I belong to an academic team which has been purchasing access to the twitter gardenhose feed (GNIP) for the last two years in France. We are beginning to work with geotagged tweets with GPS coordinates using the .geo.coordinates field (for latitude and longitude). We’ve noticed that by doing so, the actual percentage of geotagged tweets (= containing precise GPS coordinates rather than places) is lower (0.3%) than the one reported in most studies (around 1-2%). This issue has been flagged in other threads (Twitter search api always return geo="<null>") yet, we’d like to make sure that other developers are getting similar volumes.
Btw, if this is indeed the case, does anyone know when did this dropout start ocurring?
There are three root-level Geo objects in the payload – two of which are supported and may be used to identify geotagged Tweets (see the Geo objects documentation for further reference):
coordinates- relies on exact location [long, lat]
place- a specific, named location with corresponding geo coordinates
geo, is deprecated as documented near the bottom of this page. You should use the coordinates field instead.
Unfortunately, we can’t share exact figures around the percentage of Tweets that contain geo (place / coordinate).
Great thanks John !
Just fyi, it might be because the data acquired from GNIP has a different format than the one from the public API, but our data contains only the
geo object in the payload while places are described in the root-level
location object (no
place root-level Geo object)
Ah yes, the Activity Streams format available in the enterprise APIs (formerly Gnip) will have a slightly different structure. If present, there will be a root-level
geo object representing point data (x,y coordinates) which is the same as the
coordinates object for original format. And a root-level
location object which is the same as
place object for original format.

▶ [Task instructions]:
According to the thread on geotagged tweets, why does the team's GNIP data contain a root-level geo object and a location object but no place object? Answer in one to three sentences. The entries that follow have nothing to do with the thread on geotagged tweets.

▶ [Listed records]:

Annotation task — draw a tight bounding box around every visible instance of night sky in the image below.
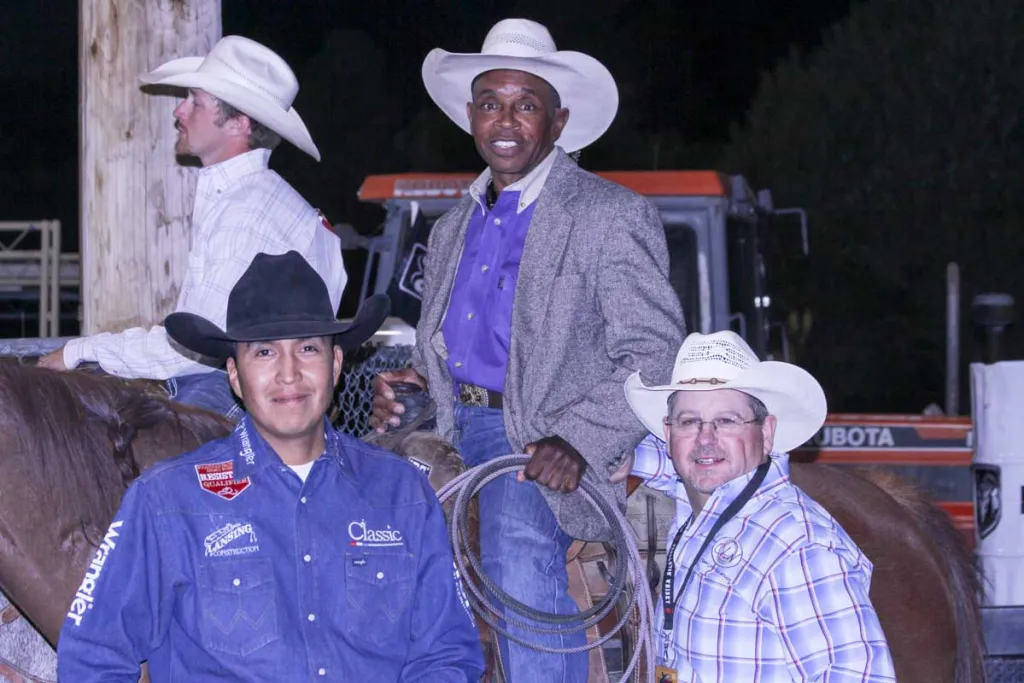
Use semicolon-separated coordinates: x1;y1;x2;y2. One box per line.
0;0;849;250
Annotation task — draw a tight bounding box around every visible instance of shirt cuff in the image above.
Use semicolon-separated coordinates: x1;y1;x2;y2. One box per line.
63;337;96;370
632;434;672;479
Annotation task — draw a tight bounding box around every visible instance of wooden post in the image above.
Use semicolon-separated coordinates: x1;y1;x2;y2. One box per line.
79;0;221;334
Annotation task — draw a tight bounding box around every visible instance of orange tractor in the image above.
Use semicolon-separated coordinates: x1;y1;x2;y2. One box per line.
359;171;974;545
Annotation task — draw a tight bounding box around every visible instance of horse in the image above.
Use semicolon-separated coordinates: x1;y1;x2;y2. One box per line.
0;362;231;647
0;364;984;683
369;400;986;683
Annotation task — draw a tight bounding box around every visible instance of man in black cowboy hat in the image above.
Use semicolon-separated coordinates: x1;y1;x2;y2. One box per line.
58;252;483;683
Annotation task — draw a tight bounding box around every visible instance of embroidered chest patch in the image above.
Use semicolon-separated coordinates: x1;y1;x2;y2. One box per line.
196;460;251;501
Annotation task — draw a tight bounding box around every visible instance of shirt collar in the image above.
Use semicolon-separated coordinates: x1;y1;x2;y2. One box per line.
230;415;352;479
469;145;559;213
199;148;270;191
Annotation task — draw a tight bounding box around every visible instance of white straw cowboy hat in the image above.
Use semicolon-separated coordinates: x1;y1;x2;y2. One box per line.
423;19;618;153
626;331;828;453
139;36;319;161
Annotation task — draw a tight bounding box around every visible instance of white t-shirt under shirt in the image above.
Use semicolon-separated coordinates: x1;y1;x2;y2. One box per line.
289;460;316;483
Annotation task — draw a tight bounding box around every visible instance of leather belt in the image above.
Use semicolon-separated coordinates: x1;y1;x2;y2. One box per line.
457;382;505;410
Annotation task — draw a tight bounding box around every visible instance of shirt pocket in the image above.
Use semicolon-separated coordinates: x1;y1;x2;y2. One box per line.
200;558;281;656
345;551;416;644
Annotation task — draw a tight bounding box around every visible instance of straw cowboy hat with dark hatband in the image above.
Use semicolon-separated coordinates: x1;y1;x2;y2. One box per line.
139;36;319;161
422;19;618;153
626;331;828;453
164;251;391;360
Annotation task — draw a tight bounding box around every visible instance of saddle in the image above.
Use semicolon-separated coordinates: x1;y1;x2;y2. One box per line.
362;383;638;683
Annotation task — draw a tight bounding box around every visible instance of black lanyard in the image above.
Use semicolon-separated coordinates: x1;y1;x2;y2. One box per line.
662;460;771;634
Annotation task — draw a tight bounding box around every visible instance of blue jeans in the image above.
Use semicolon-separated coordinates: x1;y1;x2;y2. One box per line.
455;403;589;683
167;370;244;422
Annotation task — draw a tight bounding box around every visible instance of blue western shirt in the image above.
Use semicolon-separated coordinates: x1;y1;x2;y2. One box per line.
57;417;482;683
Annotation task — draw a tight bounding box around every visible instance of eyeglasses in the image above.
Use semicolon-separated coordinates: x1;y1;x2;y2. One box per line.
665;418;761;436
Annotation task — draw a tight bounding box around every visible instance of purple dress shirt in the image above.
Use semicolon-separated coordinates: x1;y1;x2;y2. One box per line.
441;189;537;391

▶ [Written answer]:
The enterprise APIs (formerly Gnip) deliver data in the Activity Streams format, which is structured slightly differently from the original format. In that format, the root-level geo object holds point data (x,y coordinates) and matches the original coordinates object. The root-level location object matches the original place object.